> _What the task requires_
Reproduce each of the following records verbatim, line for line, without altering anything.

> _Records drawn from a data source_
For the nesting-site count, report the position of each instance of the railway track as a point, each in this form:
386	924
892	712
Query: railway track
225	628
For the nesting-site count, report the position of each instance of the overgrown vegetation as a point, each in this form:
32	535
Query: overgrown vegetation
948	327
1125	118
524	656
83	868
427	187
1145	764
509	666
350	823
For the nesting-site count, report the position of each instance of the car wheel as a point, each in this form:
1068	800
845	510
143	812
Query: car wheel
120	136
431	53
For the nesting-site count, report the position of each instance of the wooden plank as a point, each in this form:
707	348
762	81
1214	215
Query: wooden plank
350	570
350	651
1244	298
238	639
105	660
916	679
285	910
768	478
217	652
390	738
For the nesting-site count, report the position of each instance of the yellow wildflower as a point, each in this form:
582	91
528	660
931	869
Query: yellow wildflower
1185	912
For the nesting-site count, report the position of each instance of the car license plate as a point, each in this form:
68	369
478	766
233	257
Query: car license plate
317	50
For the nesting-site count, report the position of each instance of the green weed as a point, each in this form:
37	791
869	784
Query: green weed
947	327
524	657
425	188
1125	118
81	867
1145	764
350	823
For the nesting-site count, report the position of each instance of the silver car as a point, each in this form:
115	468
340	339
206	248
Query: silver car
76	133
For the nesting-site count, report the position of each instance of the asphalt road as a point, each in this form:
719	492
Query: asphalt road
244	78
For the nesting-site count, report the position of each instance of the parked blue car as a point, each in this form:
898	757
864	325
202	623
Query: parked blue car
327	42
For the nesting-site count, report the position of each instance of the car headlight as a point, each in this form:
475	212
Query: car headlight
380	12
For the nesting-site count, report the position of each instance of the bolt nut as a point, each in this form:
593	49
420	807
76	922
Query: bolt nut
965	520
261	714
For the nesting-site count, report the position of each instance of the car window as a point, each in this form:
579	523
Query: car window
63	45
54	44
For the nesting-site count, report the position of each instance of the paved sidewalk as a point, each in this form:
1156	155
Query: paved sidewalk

> _Task solution_
For the nesting-site count, report the position of each instance of the railway track as a point, each in this form:
386	924
892	712
Query: railway track
225	628
For the nesting-site count, report the position of each instance of the overgrown vegetation as a point, each in this form:
32	535
Query: overgrown vegetation
948	327
1125	118
524	656
83	868
427	187
1145	764
509	666
350	823
For the nesting-site count, report the position of each instance of the car wheel as a point, each in this form:
1068	800
845	510
143	812
Query: car wheel
120	136
431	53
For the nesting-site count, report the position of each instance of the wooden plank as a point, each in this form:
707	348
762	81
1214	215
Query: wooden plank
350	570
350	651
1244	298
238	639
105	660
916	679
285	910
768	478
217	652
390	738
For the nesting-site count, report the position of each instance of the yellow wildflower as a point, each in this form:
582	91
528	660
931	869
Query: yellow wildflower
1185	912
For the nesting-site count, report the position of each instance of the car license plate as a point, each in this form:
68	369
478	766
233	257
Query: car license plate
317	50
For the nesting-site count, report the position of each instance of the green weed as a point, each in this form:
37	791
869	784
Query: green weed
947	327
524	657
425	188
1125	118
81	867
1145	764
350	823
For the nesting-site count, report the position of each instance of the silver car as a point, each in this form:
115	468
340	339
206	248
Query: silver car
76	133
For the nesting-site count, report the position of each instance of the asphalt road as a point, each in this form:
719	492
Query: asphalt road
244	78
For the nesting-site count, report the position of each instance of the parked blue car as a point, each in this form:
898	757
864	325
202	623
Query: parked blue car
327	42
For the nesting-site count, report the position of each instance of the car headlight as a point, each in this form:
475	212
Query: car headlight
380	12
For the nesting-site count, report the position of each instance of the bolt nut as a point, each in this form:
593	49
420	807
76	922
Query: bolt nut
965	520
261	714
For the nesting-site count, report the position of each instance of the car window as a point, each in this form:
579	523
Query: car window
63	45
54	44
For the nesting-site count, report the position of each instance of the paved sidewalk as a point, each in this form:
1156	155
Query: paved sidewalk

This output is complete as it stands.